### To be done
Copy out the records word for word from the start through the line that contains "<point>155,673</point>", including that line.

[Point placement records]
* Begin *

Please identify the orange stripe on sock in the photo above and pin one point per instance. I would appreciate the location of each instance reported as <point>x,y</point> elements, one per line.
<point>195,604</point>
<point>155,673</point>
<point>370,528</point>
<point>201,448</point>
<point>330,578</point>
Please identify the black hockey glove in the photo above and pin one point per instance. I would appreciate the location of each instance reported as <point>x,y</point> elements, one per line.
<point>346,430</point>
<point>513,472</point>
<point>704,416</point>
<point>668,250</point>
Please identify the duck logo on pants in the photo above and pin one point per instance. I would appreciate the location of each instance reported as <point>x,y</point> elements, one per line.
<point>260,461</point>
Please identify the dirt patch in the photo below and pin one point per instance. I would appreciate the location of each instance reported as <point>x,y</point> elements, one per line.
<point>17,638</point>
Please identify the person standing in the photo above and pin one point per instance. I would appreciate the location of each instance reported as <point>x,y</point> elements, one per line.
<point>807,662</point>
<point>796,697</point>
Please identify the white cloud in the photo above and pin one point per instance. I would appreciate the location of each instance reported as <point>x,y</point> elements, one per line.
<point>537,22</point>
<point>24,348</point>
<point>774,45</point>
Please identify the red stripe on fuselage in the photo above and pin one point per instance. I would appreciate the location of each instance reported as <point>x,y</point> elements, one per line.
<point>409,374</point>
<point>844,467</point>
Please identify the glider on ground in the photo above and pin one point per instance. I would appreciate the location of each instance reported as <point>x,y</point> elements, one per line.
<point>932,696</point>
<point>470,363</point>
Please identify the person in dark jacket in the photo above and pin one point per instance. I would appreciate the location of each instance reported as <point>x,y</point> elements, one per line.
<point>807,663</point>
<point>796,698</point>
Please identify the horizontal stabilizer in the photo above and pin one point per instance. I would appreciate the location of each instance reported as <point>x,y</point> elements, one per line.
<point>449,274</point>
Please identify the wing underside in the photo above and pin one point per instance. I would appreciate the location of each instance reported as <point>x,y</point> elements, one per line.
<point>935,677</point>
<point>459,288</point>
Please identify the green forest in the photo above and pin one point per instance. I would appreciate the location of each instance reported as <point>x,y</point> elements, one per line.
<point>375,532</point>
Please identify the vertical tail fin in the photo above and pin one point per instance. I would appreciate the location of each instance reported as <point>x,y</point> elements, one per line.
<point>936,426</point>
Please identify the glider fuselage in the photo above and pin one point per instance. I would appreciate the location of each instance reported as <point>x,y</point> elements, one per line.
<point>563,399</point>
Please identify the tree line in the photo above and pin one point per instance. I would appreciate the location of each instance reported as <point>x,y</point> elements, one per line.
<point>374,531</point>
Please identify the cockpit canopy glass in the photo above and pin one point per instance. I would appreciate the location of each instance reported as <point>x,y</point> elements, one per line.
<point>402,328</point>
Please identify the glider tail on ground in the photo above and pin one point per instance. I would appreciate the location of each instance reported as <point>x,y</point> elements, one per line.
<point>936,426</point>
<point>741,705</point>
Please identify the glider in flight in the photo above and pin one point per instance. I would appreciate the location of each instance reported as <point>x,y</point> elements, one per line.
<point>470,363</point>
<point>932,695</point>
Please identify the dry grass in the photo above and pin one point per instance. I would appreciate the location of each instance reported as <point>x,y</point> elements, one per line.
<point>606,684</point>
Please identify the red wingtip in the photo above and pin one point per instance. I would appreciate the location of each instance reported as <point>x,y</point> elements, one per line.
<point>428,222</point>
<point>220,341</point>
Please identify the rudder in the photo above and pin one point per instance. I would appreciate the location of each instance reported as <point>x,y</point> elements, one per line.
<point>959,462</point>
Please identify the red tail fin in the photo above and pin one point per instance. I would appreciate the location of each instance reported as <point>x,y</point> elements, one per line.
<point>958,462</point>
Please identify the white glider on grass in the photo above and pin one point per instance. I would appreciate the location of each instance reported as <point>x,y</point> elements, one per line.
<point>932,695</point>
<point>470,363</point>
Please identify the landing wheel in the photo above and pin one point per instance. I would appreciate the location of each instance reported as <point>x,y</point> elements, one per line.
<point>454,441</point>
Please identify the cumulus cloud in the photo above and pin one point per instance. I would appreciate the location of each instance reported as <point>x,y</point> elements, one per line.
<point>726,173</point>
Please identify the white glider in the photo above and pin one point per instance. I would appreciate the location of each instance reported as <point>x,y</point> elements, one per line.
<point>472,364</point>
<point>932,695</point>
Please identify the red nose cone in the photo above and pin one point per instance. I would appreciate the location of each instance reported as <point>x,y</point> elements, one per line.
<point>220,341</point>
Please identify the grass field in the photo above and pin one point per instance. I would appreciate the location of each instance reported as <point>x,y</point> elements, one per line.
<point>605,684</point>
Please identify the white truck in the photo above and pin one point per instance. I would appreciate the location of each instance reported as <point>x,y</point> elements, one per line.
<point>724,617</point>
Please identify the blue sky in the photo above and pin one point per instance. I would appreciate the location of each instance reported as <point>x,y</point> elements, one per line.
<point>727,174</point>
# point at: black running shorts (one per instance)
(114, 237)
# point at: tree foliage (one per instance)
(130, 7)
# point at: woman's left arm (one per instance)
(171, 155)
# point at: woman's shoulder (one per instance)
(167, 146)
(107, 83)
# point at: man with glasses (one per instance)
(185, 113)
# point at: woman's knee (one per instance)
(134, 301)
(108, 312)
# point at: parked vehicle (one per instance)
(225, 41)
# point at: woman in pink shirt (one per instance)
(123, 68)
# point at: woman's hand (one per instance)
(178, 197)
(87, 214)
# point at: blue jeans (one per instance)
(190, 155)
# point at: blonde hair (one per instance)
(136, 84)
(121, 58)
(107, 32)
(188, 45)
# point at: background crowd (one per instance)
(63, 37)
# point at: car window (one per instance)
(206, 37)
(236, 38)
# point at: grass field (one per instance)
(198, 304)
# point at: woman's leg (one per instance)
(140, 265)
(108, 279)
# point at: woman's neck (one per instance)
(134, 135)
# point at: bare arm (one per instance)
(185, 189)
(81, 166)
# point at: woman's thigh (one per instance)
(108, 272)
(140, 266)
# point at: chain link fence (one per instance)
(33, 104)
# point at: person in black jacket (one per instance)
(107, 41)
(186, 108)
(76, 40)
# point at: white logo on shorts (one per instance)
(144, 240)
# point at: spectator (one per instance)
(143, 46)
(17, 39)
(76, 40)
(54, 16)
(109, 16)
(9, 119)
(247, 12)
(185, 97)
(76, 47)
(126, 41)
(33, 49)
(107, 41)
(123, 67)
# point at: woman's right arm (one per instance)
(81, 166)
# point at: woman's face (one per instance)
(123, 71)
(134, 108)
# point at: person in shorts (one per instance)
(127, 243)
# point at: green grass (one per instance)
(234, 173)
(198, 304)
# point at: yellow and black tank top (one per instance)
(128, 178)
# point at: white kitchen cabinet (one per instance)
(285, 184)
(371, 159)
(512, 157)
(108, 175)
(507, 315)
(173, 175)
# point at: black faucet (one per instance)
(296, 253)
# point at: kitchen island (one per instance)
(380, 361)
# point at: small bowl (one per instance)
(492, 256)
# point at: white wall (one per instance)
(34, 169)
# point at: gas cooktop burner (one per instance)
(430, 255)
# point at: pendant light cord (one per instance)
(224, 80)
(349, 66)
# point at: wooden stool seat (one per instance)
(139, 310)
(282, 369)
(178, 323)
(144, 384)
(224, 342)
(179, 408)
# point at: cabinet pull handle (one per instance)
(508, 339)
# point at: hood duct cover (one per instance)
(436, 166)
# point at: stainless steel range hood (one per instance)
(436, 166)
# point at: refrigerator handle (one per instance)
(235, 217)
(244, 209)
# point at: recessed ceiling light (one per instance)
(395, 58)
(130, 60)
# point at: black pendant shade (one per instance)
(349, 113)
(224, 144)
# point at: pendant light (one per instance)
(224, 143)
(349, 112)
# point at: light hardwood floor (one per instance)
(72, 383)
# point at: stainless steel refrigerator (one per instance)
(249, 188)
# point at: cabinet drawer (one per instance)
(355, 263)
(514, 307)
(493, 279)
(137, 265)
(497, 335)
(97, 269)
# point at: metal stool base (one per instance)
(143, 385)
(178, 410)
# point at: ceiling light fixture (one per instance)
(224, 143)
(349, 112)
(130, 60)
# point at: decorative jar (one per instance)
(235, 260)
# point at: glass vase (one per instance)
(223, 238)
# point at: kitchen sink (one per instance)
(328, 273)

* End *

### Response
Please identify the orange stripe on sock in the photo above and pin one point per instance. I would appreciate the location of each instance reported as <point>x,y</point> elements, one per line.
<point>195,604</point>
<point>155,673</point>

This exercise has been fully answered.